### [ASSIGNMENT]
The data below is to be repeated in full, exactly as shown.

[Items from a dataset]
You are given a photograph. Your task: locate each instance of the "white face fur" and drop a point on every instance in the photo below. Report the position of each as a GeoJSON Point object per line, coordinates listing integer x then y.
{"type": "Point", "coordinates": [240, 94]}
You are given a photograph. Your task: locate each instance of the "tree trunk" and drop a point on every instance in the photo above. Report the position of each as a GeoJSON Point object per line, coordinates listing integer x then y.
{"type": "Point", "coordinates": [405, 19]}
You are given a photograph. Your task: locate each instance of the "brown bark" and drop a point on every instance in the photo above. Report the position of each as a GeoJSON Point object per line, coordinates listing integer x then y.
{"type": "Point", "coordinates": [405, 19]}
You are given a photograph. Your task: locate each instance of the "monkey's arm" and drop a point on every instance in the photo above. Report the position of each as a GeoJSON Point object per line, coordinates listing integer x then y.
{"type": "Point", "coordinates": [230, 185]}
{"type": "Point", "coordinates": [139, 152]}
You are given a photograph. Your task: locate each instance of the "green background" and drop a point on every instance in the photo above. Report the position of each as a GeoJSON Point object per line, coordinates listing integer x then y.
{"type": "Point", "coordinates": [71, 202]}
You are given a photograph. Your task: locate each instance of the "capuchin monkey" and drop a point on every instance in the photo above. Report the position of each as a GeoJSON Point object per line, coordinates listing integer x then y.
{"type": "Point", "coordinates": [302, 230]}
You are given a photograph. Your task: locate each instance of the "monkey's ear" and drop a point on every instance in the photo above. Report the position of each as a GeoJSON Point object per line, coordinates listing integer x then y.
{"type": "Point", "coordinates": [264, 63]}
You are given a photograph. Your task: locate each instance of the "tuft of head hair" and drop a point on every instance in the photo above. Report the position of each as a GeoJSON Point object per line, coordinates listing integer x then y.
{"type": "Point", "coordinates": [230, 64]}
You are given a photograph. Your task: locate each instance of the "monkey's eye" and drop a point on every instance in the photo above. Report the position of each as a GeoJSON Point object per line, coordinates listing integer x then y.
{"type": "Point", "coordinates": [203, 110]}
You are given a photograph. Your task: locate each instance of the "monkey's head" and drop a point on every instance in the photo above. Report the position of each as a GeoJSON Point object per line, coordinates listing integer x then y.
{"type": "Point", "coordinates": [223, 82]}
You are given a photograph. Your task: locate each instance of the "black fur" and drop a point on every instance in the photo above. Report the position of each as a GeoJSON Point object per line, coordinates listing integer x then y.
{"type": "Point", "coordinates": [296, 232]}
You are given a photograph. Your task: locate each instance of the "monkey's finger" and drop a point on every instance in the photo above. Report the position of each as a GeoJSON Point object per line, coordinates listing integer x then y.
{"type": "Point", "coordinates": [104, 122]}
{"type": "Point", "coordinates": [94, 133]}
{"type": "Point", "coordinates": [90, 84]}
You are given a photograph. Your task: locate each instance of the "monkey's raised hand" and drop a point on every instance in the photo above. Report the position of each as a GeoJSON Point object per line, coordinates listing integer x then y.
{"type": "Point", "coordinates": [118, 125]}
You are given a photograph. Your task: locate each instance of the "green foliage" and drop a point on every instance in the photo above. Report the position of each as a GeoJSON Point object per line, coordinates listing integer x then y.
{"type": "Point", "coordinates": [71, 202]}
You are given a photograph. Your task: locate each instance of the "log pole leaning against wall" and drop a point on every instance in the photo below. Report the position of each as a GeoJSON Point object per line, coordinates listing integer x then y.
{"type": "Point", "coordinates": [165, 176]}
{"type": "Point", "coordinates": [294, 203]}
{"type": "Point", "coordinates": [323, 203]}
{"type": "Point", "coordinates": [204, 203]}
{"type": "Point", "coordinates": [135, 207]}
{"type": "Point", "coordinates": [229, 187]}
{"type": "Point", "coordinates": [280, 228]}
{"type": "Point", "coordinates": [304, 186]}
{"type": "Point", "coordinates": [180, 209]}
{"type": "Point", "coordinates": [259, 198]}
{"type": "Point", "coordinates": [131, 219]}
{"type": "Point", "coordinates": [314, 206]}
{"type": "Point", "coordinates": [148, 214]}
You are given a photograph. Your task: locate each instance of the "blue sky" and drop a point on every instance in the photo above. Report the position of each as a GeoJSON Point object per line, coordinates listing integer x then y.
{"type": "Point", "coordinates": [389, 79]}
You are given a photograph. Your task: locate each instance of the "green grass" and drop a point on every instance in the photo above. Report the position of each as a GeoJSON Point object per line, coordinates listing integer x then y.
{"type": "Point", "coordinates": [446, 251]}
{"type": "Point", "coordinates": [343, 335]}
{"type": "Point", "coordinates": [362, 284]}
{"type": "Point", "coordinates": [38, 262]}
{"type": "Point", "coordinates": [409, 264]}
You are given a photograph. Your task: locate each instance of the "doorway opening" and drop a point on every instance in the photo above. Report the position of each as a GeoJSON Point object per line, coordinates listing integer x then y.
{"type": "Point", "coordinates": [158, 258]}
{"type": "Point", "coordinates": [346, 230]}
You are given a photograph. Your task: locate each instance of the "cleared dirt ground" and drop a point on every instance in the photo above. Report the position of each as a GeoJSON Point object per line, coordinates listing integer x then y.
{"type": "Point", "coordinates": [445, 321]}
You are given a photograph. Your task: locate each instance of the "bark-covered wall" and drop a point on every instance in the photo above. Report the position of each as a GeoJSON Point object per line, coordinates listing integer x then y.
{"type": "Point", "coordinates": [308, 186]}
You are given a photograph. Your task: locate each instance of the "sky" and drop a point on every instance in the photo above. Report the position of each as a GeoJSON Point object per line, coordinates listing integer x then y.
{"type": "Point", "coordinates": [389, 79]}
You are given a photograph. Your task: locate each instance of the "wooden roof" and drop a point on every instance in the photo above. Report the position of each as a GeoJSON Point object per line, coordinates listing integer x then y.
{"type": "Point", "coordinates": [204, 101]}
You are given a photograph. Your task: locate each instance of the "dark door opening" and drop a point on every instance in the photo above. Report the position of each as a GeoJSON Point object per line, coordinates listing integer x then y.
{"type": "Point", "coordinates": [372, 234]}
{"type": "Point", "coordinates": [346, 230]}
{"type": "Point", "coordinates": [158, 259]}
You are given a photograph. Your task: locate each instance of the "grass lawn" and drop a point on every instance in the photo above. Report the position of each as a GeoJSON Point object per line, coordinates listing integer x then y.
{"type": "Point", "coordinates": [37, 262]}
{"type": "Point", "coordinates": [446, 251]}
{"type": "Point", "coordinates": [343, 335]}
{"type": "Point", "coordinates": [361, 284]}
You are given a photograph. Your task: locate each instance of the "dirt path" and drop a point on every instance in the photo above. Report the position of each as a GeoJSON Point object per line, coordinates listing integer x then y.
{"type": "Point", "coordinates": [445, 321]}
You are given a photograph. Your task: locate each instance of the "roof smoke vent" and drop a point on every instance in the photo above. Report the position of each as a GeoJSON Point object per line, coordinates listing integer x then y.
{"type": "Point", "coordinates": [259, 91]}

### [OUTPUT OF THE TASK]
You are given a photograph. Your task: locate each instance of the "white face fur" and drop a point on every instance in the photo below. Report the position of each as a GeoJSON Point object per line, coordinates listing integer x then y.
{"type": "Point", "coordinates": [240, 94]}
You are given a photograph. Your task: locate each instance of the "tree trunk" and drop a point on every instance in the photo above. Report the position of each as a GeoJSON Point object per line, coordinates listing integer x then y.
{"type": "Point", "coordinates": [405, 19]}
You are given a photograph. Your task: locate each instance of the "brown bark" and drop a point on every instance in the photo above. Report the position of each as a GeoJSON Point object per line, coordinates listing integer x then y.
{"type": "Point", "coordinates": [405, 19]}
You are given a photograph. Your task: locate each instance of the "monkey's arm" and drop a point on every instance in the photo above. Report the position of each as a GeoJSON Point object per line, coordinates listing integer x then y.
{"type": "Point", "coordinates": [230, 185]}
{"type": "Point", "coordinates": [139, 152]}
You are given a photograph. Your task: locate each instance of the "green background" and drop a point on every instance in the photo above. Report the position of each as a GeoJSON Point object per line, coordinates listing integer x then y.
{"type": "Point", "coordinates": [71, 202]}
You are given a photograph. Your task: locate each instance of the "capuchin monkey" and drop a point on every instance in the photo above. Report the position of each as a GeoJSON Point object per line, coordinates listing integer x then y.
{"type": "Point", "coordinates": [302, 230]}
You are given a photograph. Your task: locate each instance of the "monkey's ear" and drop a point on every instance in the photo above. Report the position of each as a GeoJSON Point object per line, coordinates listing integer x then y.
{"type": "Point", "coordinates": [264, 63]}
You are given a photograph. Your task: locate each instance of the "tuft of head hair" and drop a point on every instance in the photo above. Report the position of each as a GeoJSON Point object per line, coordinates listing integer x then y.
{"type": "Point", "coordinates": [230, 64]}
You are given a photograph. Your task: locate each instance of the "monkey's eye" and drop a point on every instance in the photo above. Report the position of each as a GeoJSON Point object per line, coordinates listing integer x then y.
{"type": "Point", "coordinates": [203, 110]}
You are given a photograph. Your task: locate each instance of the "monkey's head" and drop a point on every instance in the photo above. Report the position of each as a GeoJSON Point object per line, coordinates listing integer x then y.
{"type": "Point", "coordinates": [223, 82]}
You are given a photograph. Your task: locate each instance of the "black fur" and drop a point on every instance in the photo above. Report the position of each as a GeoJSON Point object per line, coordinates listing integer x then y.
{"type": "Point", "coordinates": [296, 232]}
You are given a photograph. Your task: locate each instance of the "monkey's finger" and drop a point on every instance in the photo above. Report the position of each as a GeoJSON Point object per line, coordinates listing integer x then y.
{"type": "Point", "coordinates": [104, 122]}
{"type": "Point", "coordinates": [94, 133]}
{"type": "Point", "coordinates": [90, 84]}
You are given a photograph. Your task: locate each instance of the "monkey's raised hand" and drop a point on every instance in the photo above. Report the position of each as a GeoJSON Point object per line, coordinates listing integer x then y.
{"type": "Point", "coordinates": [118, 125]}
You are given a photograph. Your task: locate each instance of the "green foliage" and drop a point on every instance in the photo above. Report the position of each as a GeoJSON Point object per line, coordinates listing integer x then y.
{"type": "Point", "coordinates": [71, 202]}
You are given a photograph. Your task: locate each instance of the "log pole leaning against wall" and drop a point on every instance in the photo below. Report the position of each as a GeoJSON Point object per line, coordinates listing integer x then y.
{"type": "Point", "coordinates": [165, 176]}
{"type": "Point", "coordinates": [294, 203]}
{"type": "Point", "coordinates": [323, 203]}
{"type": "Point", "coordinates": [204, 203]}
{"type": "Point", "coordinates": [135, 207]}
{"type": "Point", "coordinates": [229, 187]}
{"type": "Point", "coordinates": [280, 228]}
{"type": "Point", "coordinates": [304, 186]}
{"type": "Point", "coordinates": [180, 209]}
{"type": "Point", "coordinates": [259, 198]}
{"type": "Point", "coordinates": [131, 219]}
{"type": "Point", "coordinates": [314, 206]}
{"type": "Point", "coordinates": [148, 214]}
You are given a photograph. Your task: locate each instance of the "blue sky" and drop a point on every instance in the photo above. Report the position of each as a GeoJSON Point object per line, coordinates listing integer x then y.
{"type": "Point", "coordinates": [389, 79]}
You are given a photograph. Your task: locate each instance of the "green grass" and drop a point on every instance in the photo above. Report the position of each as a GeoJSON Point object per line, coordinates listing integer x then y.
{"type": "Point", "coordinates": [446, 251]}
{"type": "Point", "coordinates": [343, 335]}
{"type": "Point", "coordinates": [362, 284]}
{"type": "Point", "coordinates": [38, 262]}
{"type": "Point", "coordinates": [409, 264]}
You are given a photograph. Your task: locate each instance of the "doorway opening" and drop a point on every instance in the photo above. Report the position of each as a GeoJSON Point object per line, coordinates listing integer x then y.
{"type": "Point", "coordinates": [158, 258]}
{"type": "Point", "coordinates": [346, 230]}
You are given a photograph. Your task: locate each instance of the "cleared dirt ground" and drop a point on every instance in the photo above. Report the position of each as a GeoJSON Point object per line, coordinates listing integer x then y.
{"type": "Point", "coordinates": [445, 321]}
You are given a photograph. Your task: locate each instance of the "bark-covered wall" and drop a point on every instance in the photo above. Report the position of each as a GeoJSON Point object per line, coordinates listing integer x then y.
{"type": "Point", "coordinates": [308, 186]}
You are given a photograph. Your task: locate each instance of the "sky" and drop a point on every instance in the photo above. Report the position of each as a GeoJSON Point object per line, coordinates listing integer x then y.
{"type": "Point", "coordinates": [389, 79]}
You are given a photograph. Your task: locate each instance of the "wooden roof" and drop a point on every instance in the photo above. Report the position of each as a GeoJSON Point object per line, coordinates listing integer x then y.
{"type": "Point", "coordinates": [204, 101]}
You are given a photograph. Your task: locate each instance of the "dark door opening" and drop a point on every instance in the photo above. Report the position of each as a GeoJSON Point object per line, coordinates listing integer x then y.
{"type": "Point", "coordinates": [372, 234]}
{"type": "Point", "coordinates": [346, 230]}
{"type": "Point", "coordinates": [158, 259]}
You are given a photograph. Your task: locate each instance of the "grass lawn" and drop a point on every instance in the photo above. Report the position of each as a GeoJSON Point object per line, coordinates listing integer x then y.
{"type": "Point", "coordinates": [37, 262]}
{"type": "Point", "coordinates": [446, 251]}
{"type": "Point", "coordinates": [343, 335]}
{"type": "Point", "coordinates": [361, 284]}
You are given a photograph. Your task: locate each instance of the "dirt path" and drop a point on every instance in the photo above. Report the position of each as a GeoJSON Point object per line, coordinates listing integer x then y.
{"type": "Point", "coordinates": [445, 321]}
You are given a photograph. Your task: locate each instance of the "roof smoke vent" and drop a point on every instance in the photo above. Report the position of each as a GeoJSON Point object per line, coordinates listing integer x then y.
{"type": "Point", "coordinates": [259, 91]}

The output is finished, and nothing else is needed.